Glean is the seventeenth studio album from New York City-based alternative rock band They Might Be Giants, released on April 21, 2015. It is composed entirely of releases from the first four months of the band's 2015 Dial-A-Song project.

Background
In late 2014, the band began advertising the relaunch of their Dial-A-Song service, which had its origins in the early 1980s when the band would record songs onto an answering machine and advertise the phone number. The service was eventually discontinued in 2006, but the band sought to restart it online. A modified version of the original phone number was reclaimed as well, and both outlets were updated every Tuesday with a new recording starting in December 2014.

Also announced in late 2014 was the return of Instant Fan Club, a year-long subscription service offered by the band upon each of their studio album releases since 2011. Among the products promised to members were free digital downloads of all Dial-A-Song releases, CD copies of the band's upcoming rock and children's albums, as well as LP copies of each for "Super President" tier members. This marked the announcement of the band's 17th (13th rock album) and 18th (fifth children album) albums.

Records drawn from a data source
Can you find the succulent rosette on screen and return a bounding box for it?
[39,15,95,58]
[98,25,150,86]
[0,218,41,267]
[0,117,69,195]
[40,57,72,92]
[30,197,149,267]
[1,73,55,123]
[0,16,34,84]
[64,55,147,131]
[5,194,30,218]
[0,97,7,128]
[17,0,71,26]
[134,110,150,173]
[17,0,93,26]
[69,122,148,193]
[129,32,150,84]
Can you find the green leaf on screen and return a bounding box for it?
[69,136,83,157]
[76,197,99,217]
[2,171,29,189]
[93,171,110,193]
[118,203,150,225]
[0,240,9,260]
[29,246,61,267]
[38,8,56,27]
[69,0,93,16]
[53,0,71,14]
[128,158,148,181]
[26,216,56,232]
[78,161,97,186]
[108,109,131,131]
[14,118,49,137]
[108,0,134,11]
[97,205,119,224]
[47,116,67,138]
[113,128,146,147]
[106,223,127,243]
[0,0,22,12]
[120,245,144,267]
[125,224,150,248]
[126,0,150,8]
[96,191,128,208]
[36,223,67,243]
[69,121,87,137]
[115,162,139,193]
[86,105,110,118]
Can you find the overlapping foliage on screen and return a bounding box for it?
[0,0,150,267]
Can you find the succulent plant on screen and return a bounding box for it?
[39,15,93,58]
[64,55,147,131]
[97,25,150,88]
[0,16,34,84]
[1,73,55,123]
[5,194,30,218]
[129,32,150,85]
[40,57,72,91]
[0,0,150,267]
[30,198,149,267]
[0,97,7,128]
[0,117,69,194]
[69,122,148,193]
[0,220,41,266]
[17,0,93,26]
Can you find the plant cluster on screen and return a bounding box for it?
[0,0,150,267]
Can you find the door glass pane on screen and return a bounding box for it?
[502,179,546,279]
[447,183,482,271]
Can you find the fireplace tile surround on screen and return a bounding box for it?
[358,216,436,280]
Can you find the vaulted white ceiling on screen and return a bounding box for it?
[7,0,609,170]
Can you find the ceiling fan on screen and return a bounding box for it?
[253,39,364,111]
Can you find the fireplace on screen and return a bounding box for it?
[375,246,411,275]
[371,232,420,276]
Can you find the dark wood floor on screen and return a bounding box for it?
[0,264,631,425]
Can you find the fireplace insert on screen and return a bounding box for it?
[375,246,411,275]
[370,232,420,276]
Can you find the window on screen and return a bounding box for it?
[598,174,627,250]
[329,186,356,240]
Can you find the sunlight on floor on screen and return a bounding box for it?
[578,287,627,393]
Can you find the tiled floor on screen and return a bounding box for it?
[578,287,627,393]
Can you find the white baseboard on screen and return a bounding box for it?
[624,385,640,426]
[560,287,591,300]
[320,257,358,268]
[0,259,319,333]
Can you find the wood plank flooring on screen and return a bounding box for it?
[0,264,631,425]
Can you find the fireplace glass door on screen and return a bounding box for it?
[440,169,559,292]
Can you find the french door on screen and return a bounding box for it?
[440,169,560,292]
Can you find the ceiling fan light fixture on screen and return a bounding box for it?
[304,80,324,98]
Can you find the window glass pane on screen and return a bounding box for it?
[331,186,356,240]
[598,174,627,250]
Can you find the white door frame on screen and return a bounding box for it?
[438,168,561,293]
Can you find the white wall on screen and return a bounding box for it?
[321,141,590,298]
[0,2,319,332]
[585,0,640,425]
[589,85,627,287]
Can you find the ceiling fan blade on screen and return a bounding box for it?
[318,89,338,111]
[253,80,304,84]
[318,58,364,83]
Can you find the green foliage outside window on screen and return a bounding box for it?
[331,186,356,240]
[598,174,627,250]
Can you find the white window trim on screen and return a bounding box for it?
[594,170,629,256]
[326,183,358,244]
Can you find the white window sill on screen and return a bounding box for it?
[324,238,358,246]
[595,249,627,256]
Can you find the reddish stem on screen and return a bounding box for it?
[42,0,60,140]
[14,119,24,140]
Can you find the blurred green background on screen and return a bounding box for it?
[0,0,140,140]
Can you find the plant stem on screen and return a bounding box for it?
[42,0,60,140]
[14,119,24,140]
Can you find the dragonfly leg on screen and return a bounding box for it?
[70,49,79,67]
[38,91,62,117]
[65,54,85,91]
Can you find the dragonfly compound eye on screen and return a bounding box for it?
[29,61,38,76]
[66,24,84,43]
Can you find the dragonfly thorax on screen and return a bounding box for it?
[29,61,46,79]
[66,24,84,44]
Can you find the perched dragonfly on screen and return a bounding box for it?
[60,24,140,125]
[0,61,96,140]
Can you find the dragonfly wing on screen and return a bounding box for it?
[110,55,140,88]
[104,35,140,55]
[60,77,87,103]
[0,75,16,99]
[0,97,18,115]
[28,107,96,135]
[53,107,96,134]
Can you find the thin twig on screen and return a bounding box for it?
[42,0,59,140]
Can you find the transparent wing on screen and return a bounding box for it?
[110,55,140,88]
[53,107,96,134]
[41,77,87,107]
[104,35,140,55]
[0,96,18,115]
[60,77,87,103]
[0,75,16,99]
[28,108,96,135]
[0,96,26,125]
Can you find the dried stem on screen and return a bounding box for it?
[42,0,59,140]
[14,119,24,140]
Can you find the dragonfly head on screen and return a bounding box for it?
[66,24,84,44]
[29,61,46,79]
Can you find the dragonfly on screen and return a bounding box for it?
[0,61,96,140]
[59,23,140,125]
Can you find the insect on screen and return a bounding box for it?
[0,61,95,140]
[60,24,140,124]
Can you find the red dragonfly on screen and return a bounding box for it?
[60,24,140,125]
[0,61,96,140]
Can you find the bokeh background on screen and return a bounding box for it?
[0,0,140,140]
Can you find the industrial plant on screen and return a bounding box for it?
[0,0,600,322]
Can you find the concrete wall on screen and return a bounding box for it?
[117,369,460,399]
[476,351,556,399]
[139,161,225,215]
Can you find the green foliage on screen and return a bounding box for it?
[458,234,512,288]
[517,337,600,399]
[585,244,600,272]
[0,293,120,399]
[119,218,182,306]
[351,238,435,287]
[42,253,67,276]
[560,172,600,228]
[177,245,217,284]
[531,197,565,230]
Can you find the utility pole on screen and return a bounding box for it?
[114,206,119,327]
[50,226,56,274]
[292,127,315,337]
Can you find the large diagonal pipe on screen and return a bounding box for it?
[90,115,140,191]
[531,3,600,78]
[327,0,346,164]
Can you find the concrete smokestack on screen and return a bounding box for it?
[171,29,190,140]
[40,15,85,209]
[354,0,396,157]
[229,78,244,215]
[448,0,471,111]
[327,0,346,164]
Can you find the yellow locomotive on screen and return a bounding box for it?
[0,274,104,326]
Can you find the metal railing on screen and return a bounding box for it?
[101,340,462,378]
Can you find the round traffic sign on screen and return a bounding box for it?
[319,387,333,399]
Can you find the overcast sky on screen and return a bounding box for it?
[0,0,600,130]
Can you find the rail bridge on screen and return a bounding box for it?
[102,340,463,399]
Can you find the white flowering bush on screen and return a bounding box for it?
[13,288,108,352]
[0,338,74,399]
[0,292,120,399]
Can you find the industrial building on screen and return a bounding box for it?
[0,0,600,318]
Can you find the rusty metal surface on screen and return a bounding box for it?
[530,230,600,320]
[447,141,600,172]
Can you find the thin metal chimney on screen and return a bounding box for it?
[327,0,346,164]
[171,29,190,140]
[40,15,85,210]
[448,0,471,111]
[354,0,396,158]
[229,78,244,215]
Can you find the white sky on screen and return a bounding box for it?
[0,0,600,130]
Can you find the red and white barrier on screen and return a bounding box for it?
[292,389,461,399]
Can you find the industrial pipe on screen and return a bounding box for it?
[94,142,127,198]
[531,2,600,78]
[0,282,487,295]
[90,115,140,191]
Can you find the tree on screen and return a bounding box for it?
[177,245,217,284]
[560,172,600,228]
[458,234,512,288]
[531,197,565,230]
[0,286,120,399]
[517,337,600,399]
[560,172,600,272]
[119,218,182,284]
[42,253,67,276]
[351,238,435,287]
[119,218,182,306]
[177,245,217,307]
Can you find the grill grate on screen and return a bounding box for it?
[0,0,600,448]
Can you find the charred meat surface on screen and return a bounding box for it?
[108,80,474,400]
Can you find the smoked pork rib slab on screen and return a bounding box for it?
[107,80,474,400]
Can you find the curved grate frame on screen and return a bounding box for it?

## THINGS TO DO:
- 1) In the text about the album Glean, on what day of the week were the relaunched Dial-A-Song outlets updated with a new recording?
- 2) Rewrite the stretch of the records from their first line through the line that contains "[129,32,150,84]", changing "succulent rosette" to "agave rosette" and leaving everything else as it is.
These records are unrelated to the text about the album Glean.

## SOLUTIONS TO THE PROBLEMS:
- 1) Every Tuesday.

- 2)
Can you find the agave rosette on screen and return a bounding box for it?
[39,15,95,58]
[98,25,150,86]
[0,218,41,267]
[0,117,69,195]
[40,57,72,92]
[30,197,149,267]
[1,73,55,123]
[0,16,34,84]
[64,55,147,131]
[5,194,30,218]
[0,97,7,128]
[17,0,71,26]
[134,110,150,173]
[17,0,93,26]
[69,122,148,193]
[129,32,150,84]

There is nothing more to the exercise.